[Job]: Reproduce everything from the line containing "Could you mark the region of every instance of the snow" down to the line containing "80), (232, 84)]", both included, multiplying each coordinate in the answer polygons by 1.05 and rounding to whole numbers, with halves rounded up. Keep all other text, including the coordinates of the layout sample, unchanged.

[Raw records]
+ + + +

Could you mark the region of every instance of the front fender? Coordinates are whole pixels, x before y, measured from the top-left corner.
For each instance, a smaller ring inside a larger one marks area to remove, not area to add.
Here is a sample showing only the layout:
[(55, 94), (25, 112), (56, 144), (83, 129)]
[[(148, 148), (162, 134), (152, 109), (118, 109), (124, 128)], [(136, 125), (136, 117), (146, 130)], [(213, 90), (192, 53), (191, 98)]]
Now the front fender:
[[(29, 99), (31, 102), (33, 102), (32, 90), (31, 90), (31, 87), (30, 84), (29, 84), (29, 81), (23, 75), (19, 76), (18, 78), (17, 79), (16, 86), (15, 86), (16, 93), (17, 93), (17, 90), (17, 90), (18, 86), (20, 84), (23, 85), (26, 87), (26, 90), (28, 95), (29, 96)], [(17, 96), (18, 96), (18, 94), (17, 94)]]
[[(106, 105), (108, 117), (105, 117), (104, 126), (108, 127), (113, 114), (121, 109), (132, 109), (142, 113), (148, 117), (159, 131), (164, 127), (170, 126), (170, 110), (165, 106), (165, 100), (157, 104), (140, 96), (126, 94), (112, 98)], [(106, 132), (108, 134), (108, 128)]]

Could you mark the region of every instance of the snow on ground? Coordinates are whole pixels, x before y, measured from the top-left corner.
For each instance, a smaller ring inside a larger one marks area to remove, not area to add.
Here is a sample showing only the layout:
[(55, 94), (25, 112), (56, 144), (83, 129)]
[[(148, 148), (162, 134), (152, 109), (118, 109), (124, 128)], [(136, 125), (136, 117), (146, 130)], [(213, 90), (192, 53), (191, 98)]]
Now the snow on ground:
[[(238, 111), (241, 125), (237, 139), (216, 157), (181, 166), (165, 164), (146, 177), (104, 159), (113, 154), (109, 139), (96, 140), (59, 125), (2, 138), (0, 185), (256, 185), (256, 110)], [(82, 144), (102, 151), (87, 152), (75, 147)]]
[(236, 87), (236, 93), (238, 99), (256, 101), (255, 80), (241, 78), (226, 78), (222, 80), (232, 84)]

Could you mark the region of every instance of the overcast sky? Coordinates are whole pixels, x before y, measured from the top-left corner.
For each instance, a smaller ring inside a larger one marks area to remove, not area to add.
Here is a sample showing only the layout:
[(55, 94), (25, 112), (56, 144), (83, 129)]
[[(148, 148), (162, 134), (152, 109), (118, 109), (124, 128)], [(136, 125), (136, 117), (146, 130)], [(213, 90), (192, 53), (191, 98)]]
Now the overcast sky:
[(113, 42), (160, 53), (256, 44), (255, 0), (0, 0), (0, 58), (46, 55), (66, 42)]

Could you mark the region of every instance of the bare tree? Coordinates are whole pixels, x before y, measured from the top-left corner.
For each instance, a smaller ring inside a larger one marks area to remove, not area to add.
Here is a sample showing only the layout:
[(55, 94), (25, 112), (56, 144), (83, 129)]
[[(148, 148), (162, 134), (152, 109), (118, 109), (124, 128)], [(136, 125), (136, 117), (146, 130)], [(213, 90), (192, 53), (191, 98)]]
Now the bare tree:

+ + + +

[Task result]:
Could you mark the region of every instance of the snow on ground? Coordinates are whole pixels, x before y, measured from the top-left corner.
For each instance, a smaller ring inside a larger one marks area to remove, not area to add.
Here is a sample showing only the layout:
[(55, 94), (25, 112), (56, 144), (83, 129)]
[[(148, 148), (162, 134), (152, 109), (118, 109), (124, 128)], [(136, 125), (136, 117), (146, 130)], [(213, 90), (192, 53), (191, 98)]]
Now the snow on ground:
[[(250, 117), (253, 131), (249, 146), (227, 165), (190, 174), (173, 172), (153, 186), (109, 167), (119, 162), (114, 146), (101, 147), (62, 131), (2, 145), (0, 194), (269, 194), (269, 116)], [(86, 151), (107, 159), (91, 160), (79, 154)]]
[(248, 91), (248, 98), (250, 104), (269, 106), (268, 84), (253, 82), (237, 82), (233, 84), (244, 88)]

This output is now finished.